:: THE RECORDS ::
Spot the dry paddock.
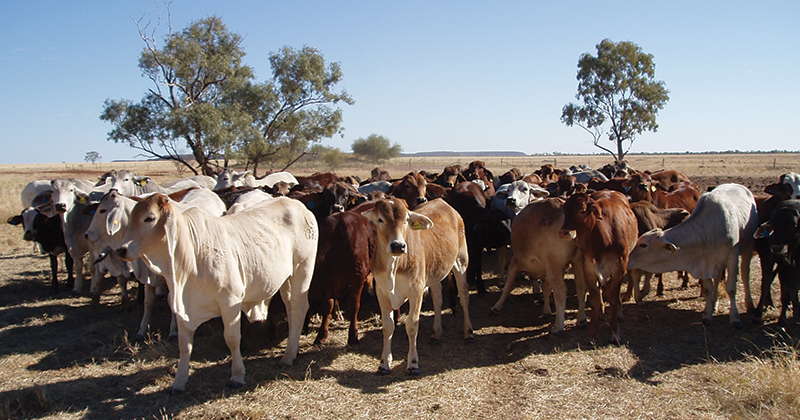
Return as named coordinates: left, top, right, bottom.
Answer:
left=0, top=155, right=800, bottom=419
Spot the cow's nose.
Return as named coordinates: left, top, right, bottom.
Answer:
left=389, top=241, right=406, bottom=254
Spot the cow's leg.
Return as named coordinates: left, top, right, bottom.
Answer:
left=377, top=290, right=395, bottom=375
left=432, top=274, right=449, bottom=340
left=314, top=298, right=333, bottom=344
left=572, top=263, right=588, bottom=327
left=50, top=254, right=58, bottom=292
left=172, top=321, right=194, bottom=391
left=281, top=272, right=314, bottom=366
left=453, top=264, right=475, bottom=341
left=64, top=252, right=75, bottom=289
left=734, top=249, right=755, bottom=313
left=631, top=270, right=660, bottom=305
left=603, top=270, right=627, bottom=345
left=545, top=264, right=567, bottom=334
left=136, top=284, right=156, bottom=341
left=725, top=252, right=740, bottom=328
left=347, top=278, right=367, bottom=346
left=700, top=278, right=719, bottom=325
left=220, top=302, right=244, bottom=388
left=406, top=290, right=424, bottom=376
left=583, top=256, right=604, bottom=342
left=488, top=256, right=520, bottom=314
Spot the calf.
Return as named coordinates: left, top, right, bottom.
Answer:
left=622, top=201, right=689, bottom=304
left=491, top=198, right=586, bottom=334
left=116, top=194, right=318, bottom=391
left=559, top=191, right=636, bottom=343
left=755, top=200, right=800, bottom=326
left=362, top=198, right=473, bottom=375
left=306, top=212, right=376, bottom=345
left=8, top=207, right=75, bottom=292
left=628, top=184, right=758, bottom=328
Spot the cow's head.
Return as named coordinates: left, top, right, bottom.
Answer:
left=214, top=168, right=250, bottom=190
left=390, top=172, right=428, bottom=210
left=622, top=172, right=656, bottom=203
left=111, top=169, right=150, bottom=197
left=116, top=193, right=176, bottom=266
left=84, top=190, right=130, bottom=243
left=558, top=193, right=603, bottom=240
left=50, top=178, right=89, bottom=214
left=754, top=201, right=800, bottom=259
left=362, top=198, right=433, bottom=256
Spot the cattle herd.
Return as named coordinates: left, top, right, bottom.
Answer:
left=8, top=161, right=800, bottom=391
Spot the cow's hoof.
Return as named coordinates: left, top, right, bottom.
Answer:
left=169, top=387, right=186, bottom=396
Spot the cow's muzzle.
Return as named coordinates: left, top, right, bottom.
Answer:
left=389, top=241, right=408, bottom=254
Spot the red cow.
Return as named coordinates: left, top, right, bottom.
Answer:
left=306, top=212, right=377, bottom=345
left=650, top=171, right=692, bottom=191
left=388, top=172, right=428, bottom=210
left=559, top=191, right=637, bottom=343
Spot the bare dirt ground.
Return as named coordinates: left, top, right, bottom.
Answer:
left=0, top=155, right=800, bottom=419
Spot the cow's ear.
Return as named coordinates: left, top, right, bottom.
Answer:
left=83, top=203, right=99, bottom=216
left=664, top=242, right=680, bottom=254
left=361, top=210, right=378, bottom=225
left=75, top=188, right=89, bottom=204
left=408, top=211, right=433, bottom=230
left=753, top=222, right=773, bottom=239
left=586, top=199, right=603, bottom=220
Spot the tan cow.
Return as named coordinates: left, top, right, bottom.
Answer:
left=117, top=194, right=319, bottom=391
left=363, top=198, right=473, bottom=375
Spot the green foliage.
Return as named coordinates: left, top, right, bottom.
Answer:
left=83, top=150, right=102, bottom=163
left=351, top=133, right=403, bottom=162
left=561, top=39, right=669, bottom=161
left=100, top=16, right=353, bottom=174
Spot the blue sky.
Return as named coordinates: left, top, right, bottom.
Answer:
left=0, top=0, right=800, bottom=163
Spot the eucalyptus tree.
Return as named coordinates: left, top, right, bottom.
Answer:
left=561, top=39, right=669, bottom=161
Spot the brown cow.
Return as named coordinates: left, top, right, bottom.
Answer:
left=622, top=201, right=689, bottom=304
left=491, top=198, right=586, bottom=334
left=362, top=198, right=473, bottom=375
left=387, top=172, right=428, bottom=210
left=650, top=170, right=692, bottom=191
left=306, top=212, right=376, bottom=345
left=559, top=191, right=637, bottom=344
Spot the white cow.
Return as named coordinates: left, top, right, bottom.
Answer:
left=628, top=184, right=758, bottom=327
left=109, top=169, right=209, bottom=197
left=116, top=194, right=319, bottom=391
left=362, top=199, right=473, bottom=375
left=212, top=168, right=250, bottom=191
left=491, top=198, right=587, bottom=334
left=244, top=171, right=299, bottom=188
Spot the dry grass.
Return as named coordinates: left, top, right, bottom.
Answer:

:: THE PROBLEM ::
Repeat, word for word, the part of the material that opens with the line containing "Spot the cow's leg." and closes with the line containing "left=453, top=264, right=475, bottom=341", including both of those lines.

:: SOLUTION BELOW ::
Spot the cow's leg.
Return as named coordinates: left, top, right, bottom.
Answer:
left=377, top=290, right=395, bottom=375
left=432, top=274, right=449, bottom=340
left=314, top=298, right=333, bottom=344
left=572, top=263, right=588, bottom=327
left=50, top=254, right=58, bottom=292
left=172, top=321, right=194, bottom=391
left=281, top=272, right=314, bottom=366
left=453, top=264, right=475, bottom=341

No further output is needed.